Hi @sihanwang41, yes, inference would happen directly. What the S3 link is useful for is for programmatic deployment and exposing these models in the first place. Imagine i have a process upstream that trains a model, saves the binary in S3 and calls a Ray Serve "standard serving class" asking "please create a new endpoint to deploy this model i just trained, this is the S3 link"
This is a great addition.
I would also add that this type of "get/update" API would be really helpful for my use case, which is trying to run a deployment and send requests via the python API programmatically.
Another thing that is useful in development is the ability to "delete" a deployment (i.e., change the port that it is bound on).
I think it is important to note, that this change (lack of support for running multiple applications in the v2.x API) also permanently and irreparably breaks integrations like the Haystack-Ray integration and if this functionality is not restored in v2.x then likely will cause the loss of Haystack users who are using or considering using Ray Serve as a backend.
In Haystack the NLP pipeline runs locally and deploys its components individually (as individual deployments) onto Ray Serve and then keeps the ServeHandle
for each. At runtime it calls each of those ServeHandles
as the data progresses through the Haystack NLP pipeline.
This happens this way, so we can have Haystack pipeline components which are NOT deployed to Ray Serve (for various reasons) while other components of the same pipeline are deployed to Ray Serve.
This mix-and-match approach allows great flexibility.
Also this same approach allows for the reuse of the same component at runtime between multiple separate Haystack apps on the component level.

========================================================================

Set tasks:
1. Answer these from the Ray Serve thread, each on its own line marked to match:
(a) What does the upstream process save in S3?
(b) What example does the thread give of what it means to "delete" a deployment?
(c) Which integration does the thread say this change permanently breaks?
2. From the entries, render the lines starting with the line containing "Return the mask of every instance of the **bare" and going on through the line containing "Outlines of the **bare" as a Markdown table with columns Row and Line. Leave out blank lines.

========================================================================

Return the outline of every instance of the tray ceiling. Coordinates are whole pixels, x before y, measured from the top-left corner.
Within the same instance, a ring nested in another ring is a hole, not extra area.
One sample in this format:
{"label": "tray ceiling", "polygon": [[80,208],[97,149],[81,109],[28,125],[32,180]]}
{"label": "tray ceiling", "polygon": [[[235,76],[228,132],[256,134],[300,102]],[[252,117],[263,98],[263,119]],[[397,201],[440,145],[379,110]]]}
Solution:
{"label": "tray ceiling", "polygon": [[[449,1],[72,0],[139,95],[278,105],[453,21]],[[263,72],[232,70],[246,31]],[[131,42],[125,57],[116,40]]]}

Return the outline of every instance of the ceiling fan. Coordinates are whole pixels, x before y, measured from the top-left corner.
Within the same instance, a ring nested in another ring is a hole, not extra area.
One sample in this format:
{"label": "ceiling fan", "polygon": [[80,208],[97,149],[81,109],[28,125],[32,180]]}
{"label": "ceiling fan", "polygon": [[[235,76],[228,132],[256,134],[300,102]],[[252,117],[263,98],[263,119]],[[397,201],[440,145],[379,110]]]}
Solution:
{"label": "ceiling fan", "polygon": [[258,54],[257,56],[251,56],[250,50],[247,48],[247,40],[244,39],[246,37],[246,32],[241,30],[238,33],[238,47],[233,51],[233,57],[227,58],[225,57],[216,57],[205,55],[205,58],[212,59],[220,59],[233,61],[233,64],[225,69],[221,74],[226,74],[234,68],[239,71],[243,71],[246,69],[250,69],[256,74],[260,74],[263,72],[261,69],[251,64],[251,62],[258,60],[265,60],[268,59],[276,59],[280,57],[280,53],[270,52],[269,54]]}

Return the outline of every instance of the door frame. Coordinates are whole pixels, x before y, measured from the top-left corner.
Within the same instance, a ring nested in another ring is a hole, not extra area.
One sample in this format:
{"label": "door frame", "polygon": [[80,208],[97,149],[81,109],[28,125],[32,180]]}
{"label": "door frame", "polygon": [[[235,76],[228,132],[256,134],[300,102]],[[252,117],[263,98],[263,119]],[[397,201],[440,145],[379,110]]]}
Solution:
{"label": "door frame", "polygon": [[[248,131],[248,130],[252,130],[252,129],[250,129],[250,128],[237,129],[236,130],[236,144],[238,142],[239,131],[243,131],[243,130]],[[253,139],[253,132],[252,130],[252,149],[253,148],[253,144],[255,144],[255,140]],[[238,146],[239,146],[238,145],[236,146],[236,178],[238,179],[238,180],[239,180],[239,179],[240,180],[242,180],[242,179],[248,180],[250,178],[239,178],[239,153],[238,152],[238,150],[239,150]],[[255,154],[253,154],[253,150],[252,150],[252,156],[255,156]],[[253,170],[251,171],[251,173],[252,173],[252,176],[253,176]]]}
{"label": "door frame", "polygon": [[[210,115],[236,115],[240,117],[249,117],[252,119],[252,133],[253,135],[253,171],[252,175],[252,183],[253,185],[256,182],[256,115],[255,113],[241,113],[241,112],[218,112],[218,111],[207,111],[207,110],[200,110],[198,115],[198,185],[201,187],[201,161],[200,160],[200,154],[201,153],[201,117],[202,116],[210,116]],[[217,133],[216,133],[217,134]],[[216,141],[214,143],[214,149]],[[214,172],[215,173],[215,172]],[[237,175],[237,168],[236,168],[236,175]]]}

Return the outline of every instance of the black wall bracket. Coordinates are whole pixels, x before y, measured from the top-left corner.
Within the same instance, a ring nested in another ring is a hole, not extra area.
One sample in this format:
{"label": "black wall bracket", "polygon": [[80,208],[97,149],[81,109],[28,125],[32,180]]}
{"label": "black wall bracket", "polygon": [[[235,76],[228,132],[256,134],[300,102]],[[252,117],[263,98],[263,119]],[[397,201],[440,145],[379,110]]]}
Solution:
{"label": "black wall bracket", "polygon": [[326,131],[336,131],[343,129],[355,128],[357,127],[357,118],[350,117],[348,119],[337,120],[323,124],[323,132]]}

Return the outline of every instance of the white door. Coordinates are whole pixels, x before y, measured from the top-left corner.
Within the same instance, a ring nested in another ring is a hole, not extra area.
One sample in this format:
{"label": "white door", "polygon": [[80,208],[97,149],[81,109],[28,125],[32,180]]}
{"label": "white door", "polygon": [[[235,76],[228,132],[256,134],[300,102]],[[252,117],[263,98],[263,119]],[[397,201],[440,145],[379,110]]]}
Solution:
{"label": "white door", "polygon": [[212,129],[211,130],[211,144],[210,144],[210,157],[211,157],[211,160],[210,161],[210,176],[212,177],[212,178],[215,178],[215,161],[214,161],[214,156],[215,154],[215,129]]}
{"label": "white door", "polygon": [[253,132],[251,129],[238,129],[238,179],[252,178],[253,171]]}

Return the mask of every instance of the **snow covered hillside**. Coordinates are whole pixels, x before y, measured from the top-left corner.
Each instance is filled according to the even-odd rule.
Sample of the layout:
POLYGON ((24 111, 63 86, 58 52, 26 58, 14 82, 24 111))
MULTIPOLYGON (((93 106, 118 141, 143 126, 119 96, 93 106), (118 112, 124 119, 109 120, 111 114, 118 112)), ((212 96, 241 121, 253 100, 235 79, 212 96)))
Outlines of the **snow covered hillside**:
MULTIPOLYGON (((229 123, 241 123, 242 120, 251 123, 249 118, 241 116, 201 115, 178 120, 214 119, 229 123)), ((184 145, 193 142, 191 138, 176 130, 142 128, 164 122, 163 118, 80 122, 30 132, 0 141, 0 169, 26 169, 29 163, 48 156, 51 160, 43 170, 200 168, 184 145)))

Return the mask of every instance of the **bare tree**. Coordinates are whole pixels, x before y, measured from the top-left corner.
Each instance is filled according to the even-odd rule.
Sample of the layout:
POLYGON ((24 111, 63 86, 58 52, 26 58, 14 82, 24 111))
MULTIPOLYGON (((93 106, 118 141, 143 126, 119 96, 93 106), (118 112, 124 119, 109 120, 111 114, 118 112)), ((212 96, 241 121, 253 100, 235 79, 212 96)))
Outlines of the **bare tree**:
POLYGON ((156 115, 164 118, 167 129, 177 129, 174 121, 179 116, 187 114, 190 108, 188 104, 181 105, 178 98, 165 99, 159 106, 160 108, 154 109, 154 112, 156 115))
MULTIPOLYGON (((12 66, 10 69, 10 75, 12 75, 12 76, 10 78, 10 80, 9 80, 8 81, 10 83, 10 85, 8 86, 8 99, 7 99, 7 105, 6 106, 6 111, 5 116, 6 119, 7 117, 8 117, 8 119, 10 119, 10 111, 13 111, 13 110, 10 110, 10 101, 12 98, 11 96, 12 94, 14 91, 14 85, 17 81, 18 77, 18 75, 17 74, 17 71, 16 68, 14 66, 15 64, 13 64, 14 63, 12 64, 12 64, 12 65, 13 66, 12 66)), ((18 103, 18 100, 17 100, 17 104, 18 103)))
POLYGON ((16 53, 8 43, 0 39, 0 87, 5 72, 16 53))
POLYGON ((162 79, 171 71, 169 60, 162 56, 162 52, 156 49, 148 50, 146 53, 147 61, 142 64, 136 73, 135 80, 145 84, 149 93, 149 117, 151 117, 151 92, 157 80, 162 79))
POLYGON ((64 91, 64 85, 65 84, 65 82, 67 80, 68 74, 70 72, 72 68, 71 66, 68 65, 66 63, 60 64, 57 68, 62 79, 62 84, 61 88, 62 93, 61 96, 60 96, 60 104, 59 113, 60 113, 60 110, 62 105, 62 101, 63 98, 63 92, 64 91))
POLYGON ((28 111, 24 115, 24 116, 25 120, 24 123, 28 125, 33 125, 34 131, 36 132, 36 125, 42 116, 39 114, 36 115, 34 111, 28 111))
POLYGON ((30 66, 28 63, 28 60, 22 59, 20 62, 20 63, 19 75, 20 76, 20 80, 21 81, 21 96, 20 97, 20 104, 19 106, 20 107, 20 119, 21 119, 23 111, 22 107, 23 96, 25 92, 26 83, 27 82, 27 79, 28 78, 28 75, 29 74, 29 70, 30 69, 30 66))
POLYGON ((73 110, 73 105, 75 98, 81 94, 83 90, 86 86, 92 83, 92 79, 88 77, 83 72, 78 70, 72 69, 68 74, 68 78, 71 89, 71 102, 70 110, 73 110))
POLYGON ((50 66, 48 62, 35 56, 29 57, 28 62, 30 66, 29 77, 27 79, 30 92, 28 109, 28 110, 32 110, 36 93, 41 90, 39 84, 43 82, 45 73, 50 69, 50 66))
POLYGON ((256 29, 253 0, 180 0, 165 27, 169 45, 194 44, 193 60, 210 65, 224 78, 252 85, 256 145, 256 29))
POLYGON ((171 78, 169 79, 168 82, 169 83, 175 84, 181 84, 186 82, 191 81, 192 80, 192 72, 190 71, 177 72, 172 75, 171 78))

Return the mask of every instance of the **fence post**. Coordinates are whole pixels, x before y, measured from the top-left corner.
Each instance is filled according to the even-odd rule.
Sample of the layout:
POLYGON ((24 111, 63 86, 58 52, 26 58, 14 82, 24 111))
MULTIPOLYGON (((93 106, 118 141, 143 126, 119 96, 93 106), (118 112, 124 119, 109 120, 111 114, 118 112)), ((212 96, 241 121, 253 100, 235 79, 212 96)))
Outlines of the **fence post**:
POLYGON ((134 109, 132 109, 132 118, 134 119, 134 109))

========================================================================

Results of the tasks:
1.
(a) The binary of the model it trained.
(b) Changing the port that the deployment is bound on.
(c) The Haystack-Ray integration.

2.
| Row | Line |
|---|---|
| 1 | Return the mask of every instance of the **bare tree**. Coordinates are whole pixels, x before y, measured from the top-left corner. |
| 2 | Each instance is filled according to the even-odd rule. |
| 3 | Sample of the layout: |
| 4 | POLYGON ((24 111, 63 86, 58 52, 26 58, 14 82, 24 111)) |
| 5 | MULTIPOLYGON (((93 106, 118 141, 143 126, 119 96, 93 106), (118 112, 124 119, 109 120, 111 114, 118 112)), ((212 96, 241 121, 253 100, 235 79, 212 96))) |
| 6 | Outlines of the **bare tree**: |